Format the lines of the records below as a JSON list of strings, one string per line and no blank lines. Begin at the line that contains "of the blonde" and end after the line that contains "[(353, 76)]".

--- Material shown ---

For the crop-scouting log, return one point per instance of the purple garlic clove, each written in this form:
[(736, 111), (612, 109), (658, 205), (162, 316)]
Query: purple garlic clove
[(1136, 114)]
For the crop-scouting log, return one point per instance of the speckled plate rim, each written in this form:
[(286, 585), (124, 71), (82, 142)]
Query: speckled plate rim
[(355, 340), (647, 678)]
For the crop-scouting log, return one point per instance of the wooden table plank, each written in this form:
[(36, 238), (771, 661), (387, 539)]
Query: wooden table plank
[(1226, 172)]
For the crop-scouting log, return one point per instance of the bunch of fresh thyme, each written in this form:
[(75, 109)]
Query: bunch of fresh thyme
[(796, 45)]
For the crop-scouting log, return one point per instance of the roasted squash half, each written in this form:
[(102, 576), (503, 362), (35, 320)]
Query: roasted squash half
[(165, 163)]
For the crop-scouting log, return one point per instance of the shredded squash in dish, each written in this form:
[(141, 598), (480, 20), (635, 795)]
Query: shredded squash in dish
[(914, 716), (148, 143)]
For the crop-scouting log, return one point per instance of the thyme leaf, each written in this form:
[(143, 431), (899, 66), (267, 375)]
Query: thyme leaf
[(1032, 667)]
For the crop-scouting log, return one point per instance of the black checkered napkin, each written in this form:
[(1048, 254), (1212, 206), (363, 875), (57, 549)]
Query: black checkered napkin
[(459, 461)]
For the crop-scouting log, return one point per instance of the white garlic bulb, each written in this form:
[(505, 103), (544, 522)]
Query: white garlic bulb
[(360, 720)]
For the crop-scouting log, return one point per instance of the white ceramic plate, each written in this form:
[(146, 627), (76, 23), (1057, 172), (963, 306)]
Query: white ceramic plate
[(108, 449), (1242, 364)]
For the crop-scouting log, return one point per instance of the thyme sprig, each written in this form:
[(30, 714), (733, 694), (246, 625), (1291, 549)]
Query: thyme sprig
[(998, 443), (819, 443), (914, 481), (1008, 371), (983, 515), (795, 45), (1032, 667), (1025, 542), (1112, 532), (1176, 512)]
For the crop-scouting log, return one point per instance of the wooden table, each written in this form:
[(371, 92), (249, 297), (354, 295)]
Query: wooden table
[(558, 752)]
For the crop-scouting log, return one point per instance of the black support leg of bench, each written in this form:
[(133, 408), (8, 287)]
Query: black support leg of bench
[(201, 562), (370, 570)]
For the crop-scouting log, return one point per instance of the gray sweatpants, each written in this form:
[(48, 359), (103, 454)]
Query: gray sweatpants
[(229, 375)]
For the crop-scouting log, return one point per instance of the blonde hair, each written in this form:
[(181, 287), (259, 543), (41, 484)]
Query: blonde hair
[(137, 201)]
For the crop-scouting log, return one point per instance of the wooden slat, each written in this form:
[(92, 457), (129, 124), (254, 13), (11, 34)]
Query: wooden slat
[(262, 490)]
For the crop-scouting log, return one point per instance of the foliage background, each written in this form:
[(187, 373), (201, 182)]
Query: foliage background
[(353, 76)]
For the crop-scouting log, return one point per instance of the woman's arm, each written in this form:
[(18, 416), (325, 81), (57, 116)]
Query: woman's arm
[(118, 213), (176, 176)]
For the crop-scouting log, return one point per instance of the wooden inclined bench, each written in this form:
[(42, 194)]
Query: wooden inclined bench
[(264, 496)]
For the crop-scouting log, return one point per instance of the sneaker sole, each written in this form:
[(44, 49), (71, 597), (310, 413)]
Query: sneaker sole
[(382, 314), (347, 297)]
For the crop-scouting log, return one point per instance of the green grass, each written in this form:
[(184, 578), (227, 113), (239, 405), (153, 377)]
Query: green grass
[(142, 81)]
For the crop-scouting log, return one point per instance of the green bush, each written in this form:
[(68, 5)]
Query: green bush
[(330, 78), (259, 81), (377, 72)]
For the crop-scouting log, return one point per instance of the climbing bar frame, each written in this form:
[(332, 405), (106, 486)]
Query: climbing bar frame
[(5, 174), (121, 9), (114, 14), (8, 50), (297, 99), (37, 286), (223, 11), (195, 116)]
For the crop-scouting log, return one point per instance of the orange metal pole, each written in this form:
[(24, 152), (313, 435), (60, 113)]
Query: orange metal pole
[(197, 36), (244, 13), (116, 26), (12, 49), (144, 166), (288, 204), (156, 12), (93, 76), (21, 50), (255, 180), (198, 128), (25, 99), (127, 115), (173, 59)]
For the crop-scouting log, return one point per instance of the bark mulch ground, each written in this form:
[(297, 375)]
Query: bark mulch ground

---

Final result
[
  "For the crop-scouting log, return one point per instance of the blonde hair, each written in this form:",
  "[(181, 287), (259, 543), (41, 484)]",
  "Query: blonde hair",
  "[(137, 201)]",
  "For the crop-scouting log, return one point per instance of the wooden slat, each written in this form:",
  "[(92, 457), (129, 124), (254, 13), (11, 34)]",
  "Query: wooden slat",
  "[(262, 490)]",
  "For the crop-scouting log, return one point per instance of the foliage background, each written in this form:",
  "[(187, 373), (201, 182)]",
  "Query: foliage background",
  "[(353, 76)]"
]